▸ **Selected text**:
* START *

There are many privileges we could grant, but we only want to grant SELECT privileges.
Query:
GRANT SELECT ON ALL TABLES IN SCHEMA clean_data TO data_analyst
Database response message: 'GRANT'
Query:
SET ROLE data_analyst
Database response message: 'SET'
Query:
SELECT current_user
Database response message: 'SELECT 1'
records in result: 1
Query:
SELECT * FROM raw_data.customers
Database response message: '
ERROR: permission denied for schema raw_data
LINE 1: SELECT * FROM raw_data.customers
^
Error type: <class 'psycopg2.errors.InsufficientPrivilege'>'
Query:
SELECT * FROM clean_data.customers
Database response message: 'SELECT 3'
records in result: 3
current_user | |
---|---|
0 | data_analyst |
customer_id | customer_name | contact_name | country | ||
---|---|---|---|---|---|
0 | 1 | Customer A | Contact A | Country A | contacta@email.com |
1 | 2 | Customer B | Contact B | Country B | contactb@email.com |
2 | 3 | Customer C | Contact C | Country C | contactc@email.com |
Now we see that the data_analyst
role can select data from the clean_data.customers
and can’t select from the raw_data.customers
table. That seems to meet parts of our specification.
Let’s try creating some users and granting them the data_analyst
role.
results = execute_transaction(
query="""

* END *

Object point labels
* START *

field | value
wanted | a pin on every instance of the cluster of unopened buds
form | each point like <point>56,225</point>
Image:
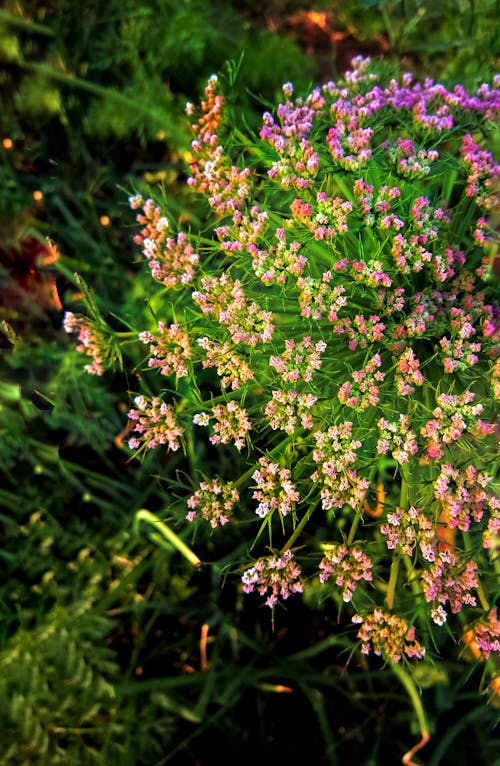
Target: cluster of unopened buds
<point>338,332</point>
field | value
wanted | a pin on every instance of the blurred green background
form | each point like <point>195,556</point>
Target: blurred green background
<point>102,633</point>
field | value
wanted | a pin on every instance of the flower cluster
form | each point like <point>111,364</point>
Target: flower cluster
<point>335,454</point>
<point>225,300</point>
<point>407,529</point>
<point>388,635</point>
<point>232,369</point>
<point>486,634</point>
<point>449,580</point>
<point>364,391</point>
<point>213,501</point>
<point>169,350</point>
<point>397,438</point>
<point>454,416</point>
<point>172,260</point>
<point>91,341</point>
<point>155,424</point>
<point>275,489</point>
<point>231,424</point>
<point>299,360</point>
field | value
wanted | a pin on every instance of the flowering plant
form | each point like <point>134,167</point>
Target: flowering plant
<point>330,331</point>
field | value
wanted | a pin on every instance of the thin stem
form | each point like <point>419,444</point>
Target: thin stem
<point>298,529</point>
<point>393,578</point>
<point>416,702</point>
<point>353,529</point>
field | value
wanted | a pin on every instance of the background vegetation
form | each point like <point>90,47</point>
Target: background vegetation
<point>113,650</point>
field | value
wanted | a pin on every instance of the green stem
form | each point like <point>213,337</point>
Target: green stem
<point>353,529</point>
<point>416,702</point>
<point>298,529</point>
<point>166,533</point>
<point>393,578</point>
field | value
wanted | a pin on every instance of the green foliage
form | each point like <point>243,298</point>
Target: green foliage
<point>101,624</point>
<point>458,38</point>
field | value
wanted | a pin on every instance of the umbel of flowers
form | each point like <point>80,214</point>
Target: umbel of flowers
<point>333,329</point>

* END *
* START *

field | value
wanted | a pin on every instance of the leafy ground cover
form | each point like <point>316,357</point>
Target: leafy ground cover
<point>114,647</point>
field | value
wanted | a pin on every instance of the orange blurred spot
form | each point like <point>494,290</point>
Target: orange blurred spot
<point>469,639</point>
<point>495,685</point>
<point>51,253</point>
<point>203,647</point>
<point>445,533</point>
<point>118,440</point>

* END *

▸ **Tasks for this exercise**:
- a) In the PostgreSQL roles walkthrough above, what error message does the database return when the data_analyst role tries to select from raw_data.customers?
- b) Pick up the PostgreSQL roles walkthrough from the point where it stops.

▸ **In response**:
- a) ERROR: permission denied for schema raw_data

- b)
SELECT rolname, rolsuper, rolcreaterole, rolcreatedb
FROM pg_roles
WHERE rolname LIKE '%analyst%';
CREATE USER analyst1;
GRANT data_analyst TO analyst1;
SELECT rolname, rolsuper, rolcreaterole, rolcreatedb
FROM pg_roles
WHERE rolname LIKE '%analyst%';
""",
print_results=True,
)
Query:
SELECT rolname, rolsuper, rolcreaterole, rolcreatedb
FROM pg_roles
WHERE rolname LIKE '%analyst%'
Database response message: 'SELECT 1'
records in result: 1
Query:
CREATE USER analyst1
Database response message: 'CREATE ROLE'
Query:
GRANT data_analyst TO analyst1
Database response message: 'GRANT ROLE'
Query:
SELECT rolname, rolsuper, rolcreaterole, rolcreatedb
FROM pg_roles
WHERE rolname LIKE '%analyst%'
Database response message: 'SELECT 2'
records in result: 2
rolname | rolsuper | rolcreaterole | rolcreatedb | |
---|---|---|---|---|
0 | data_analyst | False | False | False |
rolname | rolsuper | rolcreaterole | rolcreatedb | |
---|---|---|---|---|
0 | data_analyst | False | False | False |
1 | analyst1 | False | False | False |
Let’s confirm that our new user can view the clean_data.customers
table and can’t view the raw_data.customers
table.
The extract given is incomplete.